» **TEXT BLOCK**
-----
Michael Smith, general manager of the new Cooking Channel, disagrees. "People don't watch TV to learn how to make things."

Food blogger for "Alinea at Home" Carol Blymire concurs with Smith to a degree, adding "People may fall into a trap if they think they can pull off the same thing in 22 minutes as Ina or Giada. They may need to alter their expectations a bit."

But some critics and chefs agree that TV is an exceptional learning tool. Says former "Top Chef" alum Spike Mendelsohn, "I'd have to say absolutely. Cooking is about having the confidence to get in the kitchen and not being intimidated. People are into it. They watch, then they have an understanding of the science and the reactions when you cook."

"If that's what they want to do, then yes," says Robert Thompson, professor of television and pop culture at Syracuse University. "People watch food programming the same way they watch home decorating and renovating shows, even though many of those shows don't even tell you how. I used to love watching Julia Child, although I had no intention of ever making that stuff. Plus, it's not like trying to learn surgery."
-----
» **AVAILABLE DATA**
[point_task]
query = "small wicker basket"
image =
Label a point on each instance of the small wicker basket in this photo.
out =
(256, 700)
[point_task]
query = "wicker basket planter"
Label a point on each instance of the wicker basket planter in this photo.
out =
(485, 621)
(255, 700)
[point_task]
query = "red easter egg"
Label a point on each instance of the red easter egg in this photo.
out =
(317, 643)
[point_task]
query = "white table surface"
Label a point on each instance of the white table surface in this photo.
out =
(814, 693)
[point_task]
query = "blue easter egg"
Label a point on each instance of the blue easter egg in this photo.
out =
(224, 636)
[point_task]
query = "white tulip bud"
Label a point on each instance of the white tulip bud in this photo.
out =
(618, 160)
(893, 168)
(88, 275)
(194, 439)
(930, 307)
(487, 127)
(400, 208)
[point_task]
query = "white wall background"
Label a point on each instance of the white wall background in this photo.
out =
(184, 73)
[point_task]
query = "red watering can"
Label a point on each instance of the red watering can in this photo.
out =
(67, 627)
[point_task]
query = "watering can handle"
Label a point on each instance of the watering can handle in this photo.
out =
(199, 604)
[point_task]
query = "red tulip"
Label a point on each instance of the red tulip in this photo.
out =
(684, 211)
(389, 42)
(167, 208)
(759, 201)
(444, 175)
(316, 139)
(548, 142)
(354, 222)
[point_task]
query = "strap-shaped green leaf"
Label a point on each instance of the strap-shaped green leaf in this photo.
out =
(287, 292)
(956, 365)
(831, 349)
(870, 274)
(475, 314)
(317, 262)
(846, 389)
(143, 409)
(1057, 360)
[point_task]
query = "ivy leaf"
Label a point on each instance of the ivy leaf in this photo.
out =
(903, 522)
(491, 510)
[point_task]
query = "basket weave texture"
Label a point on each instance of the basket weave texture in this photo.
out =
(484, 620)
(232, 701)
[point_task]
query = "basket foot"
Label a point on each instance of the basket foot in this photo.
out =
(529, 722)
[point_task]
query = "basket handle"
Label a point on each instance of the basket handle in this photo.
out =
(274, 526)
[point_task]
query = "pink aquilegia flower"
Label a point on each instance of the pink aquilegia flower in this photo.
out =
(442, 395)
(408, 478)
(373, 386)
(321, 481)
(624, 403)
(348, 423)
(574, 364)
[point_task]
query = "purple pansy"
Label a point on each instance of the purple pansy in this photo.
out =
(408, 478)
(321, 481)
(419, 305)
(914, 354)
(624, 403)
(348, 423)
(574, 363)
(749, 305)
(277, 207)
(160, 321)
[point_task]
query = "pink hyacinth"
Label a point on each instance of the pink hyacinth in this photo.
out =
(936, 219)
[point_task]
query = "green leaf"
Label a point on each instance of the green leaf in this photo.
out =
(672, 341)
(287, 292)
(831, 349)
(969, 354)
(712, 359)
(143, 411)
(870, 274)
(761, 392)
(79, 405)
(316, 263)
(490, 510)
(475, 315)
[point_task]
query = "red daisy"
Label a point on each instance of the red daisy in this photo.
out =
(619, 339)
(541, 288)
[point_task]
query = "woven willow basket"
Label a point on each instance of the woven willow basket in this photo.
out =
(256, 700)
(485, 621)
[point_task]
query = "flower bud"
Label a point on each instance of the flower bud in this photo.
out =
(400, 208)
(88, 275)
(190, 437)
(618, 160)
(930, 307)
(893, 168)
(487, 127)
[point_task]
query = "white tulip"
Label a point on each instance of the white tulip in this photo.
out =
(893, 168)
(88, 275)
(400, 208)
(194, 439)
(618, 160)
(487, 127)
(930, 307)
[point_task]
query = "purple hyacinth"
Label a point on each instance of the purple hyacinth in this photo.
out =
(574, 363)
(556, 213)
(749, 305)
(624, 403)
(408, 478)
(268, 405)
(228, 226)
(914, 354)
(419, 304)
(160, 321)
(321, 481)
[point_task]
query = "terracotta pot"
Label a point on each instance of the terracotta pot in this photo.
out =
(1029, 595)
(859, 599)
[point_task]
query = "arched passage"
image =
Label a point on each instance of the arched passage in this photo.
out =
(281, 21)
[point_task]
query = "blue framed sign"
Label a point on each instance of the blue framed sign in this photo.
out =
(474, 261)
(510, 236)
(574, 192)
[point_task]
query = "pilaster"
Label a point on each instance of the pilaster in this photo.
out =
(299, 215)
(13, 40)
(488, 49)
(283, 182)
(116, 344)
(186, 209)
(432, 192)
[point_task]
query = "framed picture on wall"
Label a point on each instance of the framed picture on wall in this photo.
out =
-----
» **WORK REQUEST**
Could you continue the text on whether TV cooking shows actually teach viewers to cook, starting right after its last sentence?

» **OUTPUT FOR THIS TASK**
Author Judith Jones agrees as well. "It's one of the best teaching tools if the cook who is performing is genuinely instructive and conveys the whys and wherefores of what he or she is doing. But the viewer has to participate: imitate, taste, feel empowered to use all her own senses and then start improvising on her own." Jones even feels that television can be better than attending a cooking school in some cases. "The camera can zero-in so effectively on important techniques that it's really better than a cooking class."